THE PROBLEM:
Your task is to find every line of the data that holds the string "below" and copy it.

Extracted records:

Start of Block

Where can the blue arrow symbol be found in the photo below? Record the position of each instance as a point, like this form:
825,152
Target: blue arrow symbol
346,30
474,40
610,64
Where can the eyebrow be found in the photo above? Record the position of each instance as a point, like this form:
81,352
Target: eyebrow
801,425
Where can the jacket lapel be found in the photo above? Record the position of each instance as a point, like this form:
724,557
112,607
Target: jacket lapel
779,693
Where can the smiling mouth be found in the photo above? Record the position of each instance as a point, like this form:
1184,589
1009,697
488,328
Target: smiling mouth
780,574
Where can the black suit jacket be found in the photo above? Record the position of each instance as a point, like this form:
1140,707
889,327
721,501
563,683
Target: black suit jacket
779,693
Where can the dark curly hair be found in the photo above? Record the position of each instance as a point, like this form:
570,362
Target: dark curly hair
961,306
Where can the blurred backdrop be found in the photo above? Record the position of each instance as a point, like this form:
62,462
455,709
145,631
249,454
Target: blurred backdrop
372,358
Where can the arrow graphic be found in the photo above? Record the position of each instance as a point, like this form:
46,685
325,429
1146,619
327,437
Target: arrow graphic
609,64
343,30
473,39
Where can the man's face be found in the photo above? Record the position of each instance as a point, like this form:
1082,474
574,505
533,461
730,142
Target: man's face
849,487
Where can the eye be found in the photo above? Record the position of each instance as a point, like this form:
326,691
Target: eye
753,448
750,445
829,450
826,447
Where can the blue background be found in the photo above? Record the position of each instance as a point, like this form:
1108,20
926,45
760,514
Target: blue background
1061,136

End of Block
Start of Block

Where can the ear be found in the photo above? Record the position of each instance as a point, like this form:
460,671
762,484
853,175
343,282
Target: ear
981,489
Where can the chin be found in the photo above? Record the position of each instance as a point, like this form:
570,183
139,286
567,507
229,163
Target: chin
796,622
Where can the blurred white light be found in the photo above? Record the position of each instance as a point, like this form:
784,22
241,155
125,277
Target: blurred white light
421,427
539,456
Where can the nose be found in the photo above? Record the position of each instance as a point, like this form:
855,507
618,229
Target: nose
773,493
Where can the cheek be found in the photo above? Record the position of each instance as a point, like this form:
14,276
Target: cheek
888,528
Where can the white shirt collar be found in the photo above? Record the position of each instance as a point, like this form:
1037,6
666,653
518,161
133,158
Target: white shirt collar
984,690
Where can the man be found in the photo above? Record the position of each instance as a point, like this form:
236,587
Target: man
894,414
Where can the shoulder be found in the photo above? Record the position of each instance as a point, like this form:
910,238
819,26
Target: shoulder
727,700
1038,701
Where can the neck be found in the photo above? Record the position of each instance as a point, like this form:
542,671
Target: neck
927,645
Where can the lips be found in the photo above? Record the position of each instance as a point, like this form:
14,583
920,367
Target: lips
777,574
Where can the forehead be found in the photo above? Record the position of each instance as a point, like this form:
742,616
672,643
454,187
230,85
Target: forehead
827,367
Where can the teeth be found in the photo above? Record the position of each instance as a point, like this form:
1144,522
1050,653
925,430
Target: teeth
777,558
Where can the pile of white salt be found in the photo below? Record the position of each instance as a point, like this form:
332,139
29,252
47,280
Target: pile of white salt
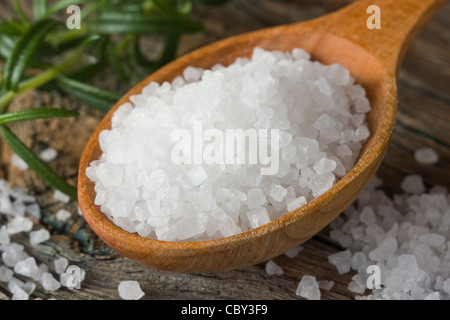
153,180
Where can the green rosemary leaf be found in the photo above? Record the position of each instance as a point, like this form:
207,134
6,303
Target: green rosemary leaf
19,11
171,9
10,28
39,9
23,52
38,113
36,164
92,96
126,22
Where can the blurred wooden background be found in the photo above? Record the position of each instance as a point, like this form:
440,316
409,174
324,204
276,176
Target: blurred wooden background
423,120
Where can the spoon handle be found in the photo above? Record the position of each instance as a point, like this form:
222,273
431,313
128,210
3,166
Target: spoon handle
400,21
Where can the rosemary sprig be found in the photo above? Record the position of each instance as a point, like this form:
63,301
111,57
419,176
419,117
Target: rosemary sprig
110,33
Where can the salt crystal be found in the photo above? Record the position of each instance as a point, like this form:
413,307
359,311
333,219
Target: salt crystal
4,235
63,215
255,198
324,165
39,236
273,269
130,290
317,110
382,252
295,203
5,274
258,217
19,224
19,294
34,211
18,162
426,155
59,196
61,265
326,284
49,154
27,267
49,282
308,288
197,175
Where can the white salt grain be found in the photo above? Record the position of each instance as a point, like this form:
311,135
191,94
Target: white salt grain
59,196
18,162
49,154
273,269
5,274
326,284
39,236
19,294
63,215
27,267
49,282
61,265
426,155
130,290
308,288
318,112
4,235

End of Block

RESPONSE AREA:
Where can the blue arrow symbol be found in the photo below? Record the position of each instance as a point, like this form:
Where can the pile of white salt be found in the photo below? Record the position of each instance as a point, like this form:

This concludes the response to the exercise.